山本由伸178cm 小さくても、マウンドは高くなる 身長を超えた「投手力」の真実 vol.700

山本由伸178cm──小さくても、マウンドは高くなる──身長を超えた「投手力」の真実

「プロで投手を目指すには、まず身長がなければ難しい」 そんな言葉を耳にしたことはないだろうか。 確かに、野球界では長年「高身長=投手向き」という考え方が根強く存在してきた。身長が高ければリリースポイントが高くなり、角度のあるボールを投げやすく、球速も出やすい。まさに”投げ下ろす”という理想形を描きやすい。

だが、それはあくまで”理想形のひとつ”にすぎない。 実際の投手成績と身長との関係には、思い込みを覆すデータがある。

2025年時点のプロ野球(NPB)選手の平均身長は180.8cm。メジャーリーグ(MLB)全体では187.8cmと、日米ともに選手全体の平均は180cmを超えている。 しかし、それは全ポジションを含んだ平均であり、特に投手に関してはもう少し高めの傾向にある。

例えば、2025年のロサンゼルス・ドジャースの投手陣。メジャーでも屈指の豪華な顔ぶれを揃えるこのチームの先発投手10人の平均身長は約189.3cmに達する。 驚くべきは、そのなかでも中心的な存在となっているのが、日本から海を渡った山本由伸選手であるということだ。

> _データ_
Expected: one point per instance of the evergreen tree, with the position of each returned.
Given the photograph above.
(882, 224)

> _練習問題_
• a. 課題文の「山本由伸178cm──小さく」から「思い込みを覆すデータがある。」に至るまでの全文を、一字も変えずに書き写してください。
• b. 課題文によると、2025年時点のプロ野球(NPB)選手の平均身長は何cmですか。
データの行は、この作業にはいっさい関係しません。

> _課題別の解答_
• a.
山本由伸178cm──小さくても、マウンドは高くなる──身長を超えた「投手力」の真実

「プロで投手を目指すには、まず身長がなければ難しい」 そんな言葉を耳にしたことはないだろうか。 確かに、野球界では長年「高身長=投手向き」という考え方が根強く存在してきた。身長が高ければリリースポイントが高くなり、角度のあるボールを投げやすく、球速も出やすい。まさに”投げ下ろす”という理想形を描きやすい。

だが、それはあくまで”理想形のひとつ”にすぎない。 実際の投手成績と身長との関係には、思い込みを覆すデータがある。

• b. 180.8cmです。